— Start DATASET ROWS —
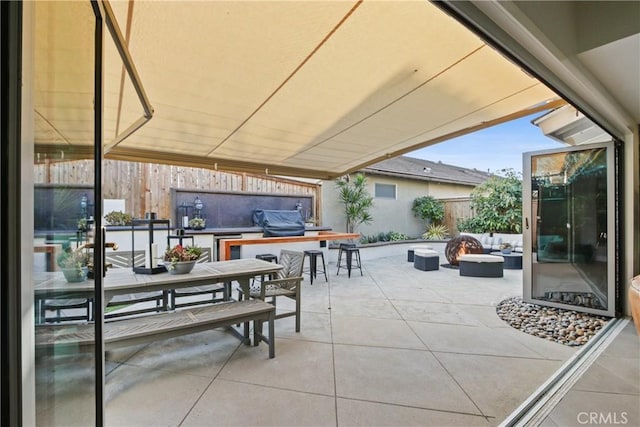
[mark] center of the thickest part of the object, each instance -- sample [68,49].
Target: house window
[385,191]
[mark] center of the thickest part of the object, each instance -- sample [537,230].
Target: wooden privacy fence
[454,209]
[146,187]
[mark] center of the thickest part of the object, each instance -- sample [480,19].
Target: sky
[492,149]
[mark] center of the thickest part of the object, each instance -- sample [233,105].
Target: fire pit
[461,245]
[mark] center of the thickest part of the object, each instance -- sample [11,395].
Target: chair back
[291,263]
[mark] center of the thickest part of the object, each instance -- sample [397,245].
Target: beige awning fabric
[310,89]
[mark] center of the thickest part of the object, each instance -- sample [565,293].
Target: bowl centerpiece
[74,265]
[181,259]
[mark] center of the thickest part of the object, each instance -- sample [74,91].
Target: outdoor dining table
[123,281]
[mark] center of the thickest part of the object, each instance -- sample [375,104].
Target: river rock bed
[566,327]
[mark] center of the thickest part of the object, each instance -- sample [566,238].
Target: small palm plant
[353,194]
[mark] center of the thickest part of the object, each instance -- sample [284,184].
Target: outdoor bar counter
[227,243]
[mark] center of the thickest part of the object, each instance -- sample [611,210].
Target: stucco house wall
[390,214]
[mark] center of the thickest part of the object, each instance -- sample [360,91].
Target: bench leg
[258,334]
[272,335]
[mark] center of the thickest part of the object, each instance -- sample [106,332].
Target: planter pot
[74,275]
[182,267]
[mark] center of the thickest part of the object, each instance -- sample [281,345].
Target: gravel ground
[554,324]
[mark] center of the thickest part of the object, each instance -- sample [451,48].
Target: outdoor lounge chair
[287,284]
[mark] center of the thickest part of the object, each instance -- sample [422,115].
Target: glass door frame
[613,235]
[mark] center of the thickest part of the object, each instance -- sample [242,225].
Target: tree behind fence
[454,209]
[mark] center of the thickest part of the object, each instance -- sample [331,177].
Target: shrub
[497,204]
[118,218]
[436,232]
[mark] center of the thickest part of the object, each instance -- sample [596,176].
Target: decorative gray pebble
[566,327]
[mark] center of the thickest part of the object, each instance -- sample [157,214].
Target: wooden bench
[138,330]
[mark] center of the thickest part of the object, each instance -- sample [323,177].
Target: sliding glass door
[570,219]
[63,128]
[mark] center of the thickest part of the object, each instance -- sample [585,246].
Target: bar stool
[349,249]
[313,264]
[265,257]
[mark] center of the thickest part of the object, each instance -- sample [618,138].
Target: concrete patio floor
[396,346]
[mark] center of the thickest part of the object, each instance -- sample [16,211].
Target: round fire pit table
[512,261]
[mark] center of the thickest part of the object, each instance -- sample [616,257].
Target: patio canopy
[309,89]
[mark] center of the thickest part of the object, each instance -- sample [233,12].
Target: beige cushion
[421,246]
[480,258]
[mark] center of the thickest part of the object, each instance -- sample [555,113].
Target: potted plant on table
[74,265]
[181,259]
[197,223]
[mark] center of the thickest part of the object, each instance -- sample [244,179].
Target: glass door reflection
[571,207]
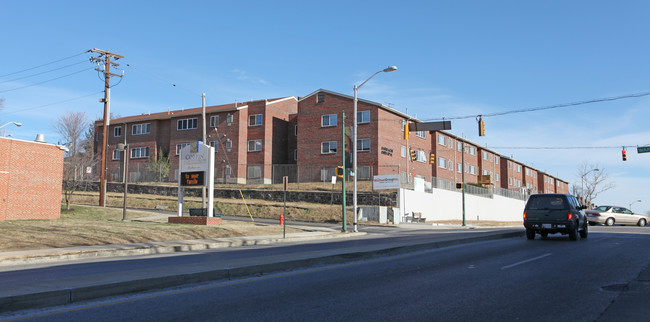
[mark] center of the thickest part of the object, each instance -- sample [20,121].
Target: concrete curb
[72,295]
[55,255]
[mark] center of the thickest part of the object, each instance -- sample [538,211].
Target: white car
[610,215]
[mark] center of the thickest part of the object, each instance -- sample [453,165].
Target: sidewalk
[42,287]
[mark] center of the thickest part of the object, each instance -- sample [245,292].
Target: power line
[598,100]
[50,104]
[52,62]
[41,73]
[43,82]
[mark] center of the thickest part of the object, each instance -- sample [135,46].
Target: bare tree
[72,126]
[592,180]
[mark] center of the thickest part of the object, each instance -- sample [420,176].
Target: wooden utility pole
[105,59]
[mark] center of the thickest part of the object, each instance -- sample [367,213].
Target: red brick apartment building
[31,176]
[303,138]
[248,138]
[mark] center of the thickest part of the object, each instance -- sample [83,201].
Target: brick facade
[31,176]
[303,139]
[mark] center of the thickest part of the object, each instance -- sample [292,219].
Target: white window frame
[255,119]
[254,145]
[329,118]
[363,117]
[329,147]
[363,145]
[214,121]
[141,129]
[187,124]
[140,152]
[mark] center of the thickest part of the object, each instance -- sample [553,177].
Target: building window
[363,117]
[328,147]
[137,153]
[180,147]
[442,140]
[363,145]
[215,145]
[254,145]
[254,172]
[364,172]
[328,120]
[255,120]
[214,120]
[442,163]
[186,124]
[421,156]
[138,129]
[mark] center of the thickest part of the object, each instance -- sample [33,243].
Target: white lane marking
[526,261]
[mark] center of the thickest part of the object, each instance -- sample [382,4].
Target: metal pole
[463,179]
[126,179]
[354,157]
[343,201]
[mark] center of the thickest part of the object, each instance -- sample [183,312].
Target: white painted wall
[447,205]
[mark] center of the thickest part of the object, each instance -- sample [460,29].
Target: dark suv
[553,213]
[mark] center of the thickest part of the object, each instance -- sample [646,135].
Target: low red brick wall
[195,220]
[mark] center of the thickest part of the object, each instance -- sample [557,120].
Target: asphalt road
[502,280]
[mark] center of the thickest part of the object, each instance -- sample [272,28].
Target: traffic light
[406,130]
[340,171]
[414,155]
[481,127]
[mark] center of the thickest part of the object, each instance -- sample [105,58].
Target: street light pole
[354,140]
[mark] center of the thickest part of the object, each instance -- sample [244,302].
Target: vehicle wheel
[573,233]
[584,232]
[530,234]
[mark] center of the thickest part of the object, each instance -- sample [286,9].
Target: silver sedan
[610,215]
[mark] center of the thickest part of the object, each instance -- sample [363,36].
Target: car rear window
[546,203]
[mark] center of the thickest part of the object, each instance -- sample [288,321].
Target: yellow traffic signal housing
[414,155]
[406,130]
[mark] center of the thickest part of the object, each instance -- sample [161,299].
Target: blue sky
[455,58]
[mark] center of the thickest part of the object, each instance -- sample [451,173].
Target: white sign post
[196,169]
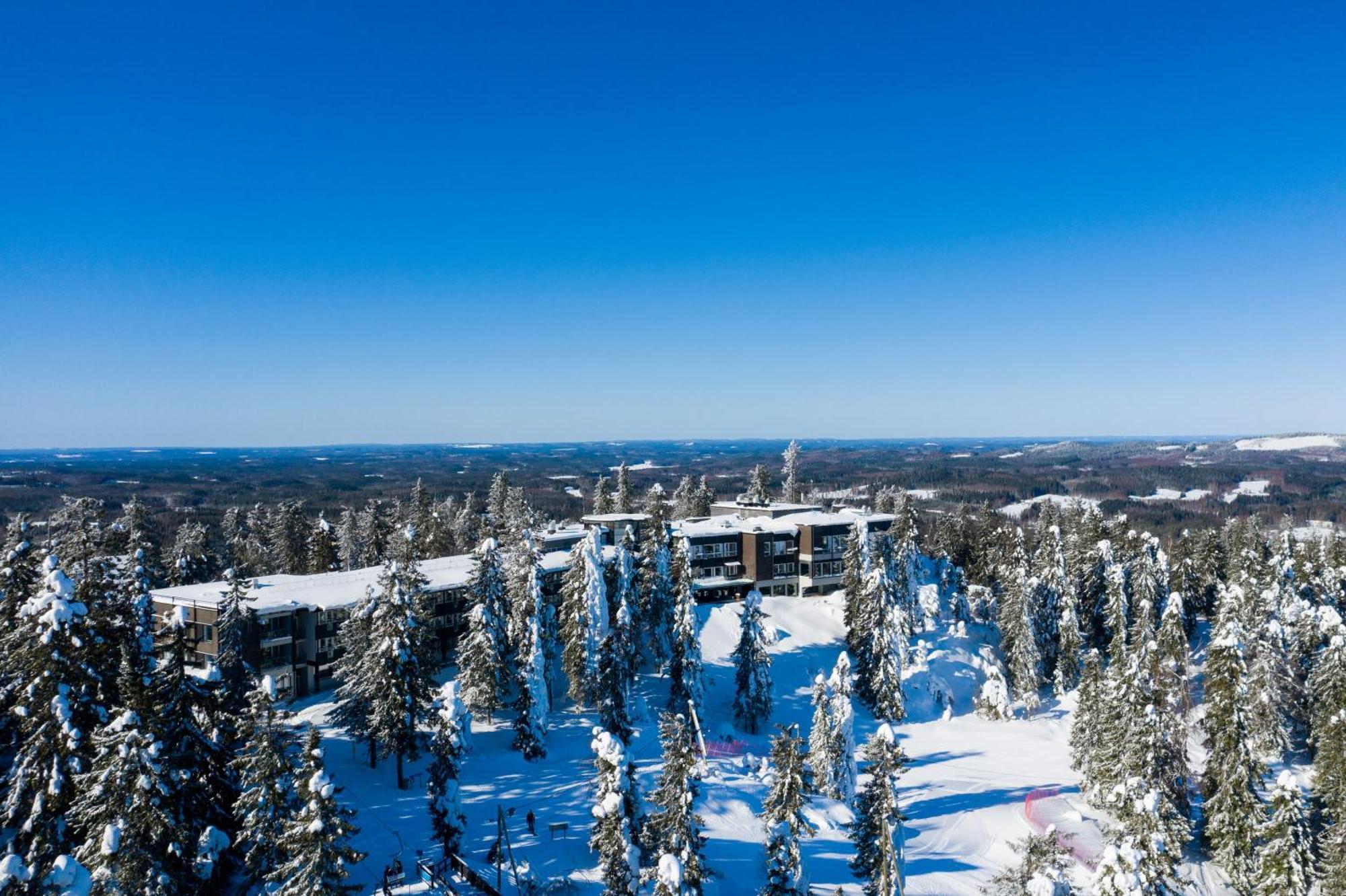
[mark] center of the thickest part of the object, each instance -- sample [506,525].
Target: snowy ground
[966,788]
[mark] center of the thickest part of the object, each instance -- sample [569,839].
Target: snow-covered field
[1289,443]
[1247,489]
[964,792]
[1174,494]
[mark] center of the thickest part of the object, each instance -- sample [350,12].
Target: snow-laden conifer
[687,679]
[612,836]
[316,840]
[449,747]
[878,827]
[675,828]
[1286,860]
[783,815]
[266,782]
[752,668]
[483,659]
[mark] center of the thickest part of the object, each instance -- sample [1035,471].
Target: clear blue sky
[299,224]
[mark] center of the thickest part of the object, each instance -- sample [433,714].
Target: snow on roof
[324,591]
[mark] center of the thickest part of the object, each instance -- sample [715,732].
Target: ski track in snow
[963,792]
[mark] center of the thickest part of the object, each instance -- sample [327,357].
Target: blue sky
[302,224]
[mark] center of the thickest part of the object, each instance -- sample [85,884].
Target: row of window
[715,550]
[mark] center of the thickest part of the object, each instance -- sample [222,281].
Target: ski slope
— End DATASET ROWS —
## EXERCISE OBJECTIVE
Write out the listing verbatim, starting at the line that contains "-- sample [433,714]." and ending at the final line of the listing, including both.

## ANSWER TO THIS TASK
[mark] center of the thickest part of the object, each instance -- sample [433,714].
Target: snow on roof
[324,591]
[mark] center of the thickest part of the object, each instance -- sample [715,732].
Target: ski track in snow
[963,792]
[mark] center of the thickest part of the object, each instance -- sample [327,357].
Target: blue sky
[302,224]
[mark] center of the thickest part of the object, each instance -- sample [85,884].
Target: row of window
[715,550]
[mark] center of the thickest part of the object, each instance -- sample [222,281].
Target: ski slope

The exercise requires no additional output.